Task
Rewrite the section of the passage below on repealing the Human Rights Act, starting with "The Conservative government’s" and going on through "worth reviewing separately.", with "far-reaching" changed to "wide-ranging".

Document passage
The Conservative government’s proposed repeal of the Human Rights Act (HRA) and possible withdrawal from the European Convention on Human Rights (ECHR) and Council of Europe, would have far-reaching implications for the UK’s devolved administrations and relations with the Republic of Ireland. These run deep into the constitutional marrow of the nations involved; so deep that it is difficult to see how repeal of the Act could take place without their consent. The government’s difficulties in relation to, especially, Scotland and Northern Ireland are significant but different and worth reviewing separately. 
 
In Scotland, the ECHR – which the HRA establishes in UK law – is written into the legislation that created the devolved administration in the first place. The Scotland Act 1998 gives powers to the Scottish Parliament so long as it complies with the ECHR - among other things. Repealing the HRA would not, in and of itself, remove that obligation. While it would be technically possible to keep the ECHR as a framework for devolved government, even if the UK were not a member of the Council of Europe and were no longer bound by the treaty, it would be very strange to have it form a part of the constitutional basis of devolution.  Moreover, it could lead to chronic uncertainty: withdrawal from the ECHR and the European Court of Human Rights’ (ECtHR) supervision of rights, would be likely to make it unclear how ‘compliance’ with the ECHR was to be evaluated, and whether interpretations by the Strasbourg Courts were to be taken into account or not.

Supplied records
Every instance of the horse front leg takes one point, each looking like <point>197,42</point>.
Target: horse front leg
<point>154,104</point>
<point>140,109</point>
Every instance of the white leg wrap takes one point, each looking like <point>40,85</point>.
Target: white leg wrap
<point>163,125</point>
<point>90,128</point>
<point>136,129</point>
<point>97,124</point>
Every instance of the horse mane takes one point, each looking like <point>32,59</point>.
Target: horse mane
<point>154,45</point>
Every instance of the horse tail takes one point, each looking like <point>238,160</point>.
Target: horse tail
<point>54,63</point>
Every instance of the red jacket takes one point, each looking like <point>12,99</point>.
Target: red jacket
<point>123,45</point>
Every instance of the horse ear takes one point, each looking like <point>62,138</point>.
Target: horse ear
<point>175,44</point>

Exercise output
The Conservative government’s proposed repeal of the Human Rights Act (HRA) and possible withdrawal from the European Convention on Human Rights (ECHR) and Council of Europe, would have wide-ranging implications for the UK’s devolved administrations and relations with the Republic of Ireland. These run deep into the constitutional marrow of the nations involved; so deep that it is difficult to see how repeal of the Act could take place without their consent. The government’s difficulties in relation to, especially, Scotland and Northern Ireland are significant but different and worth reviewing separately.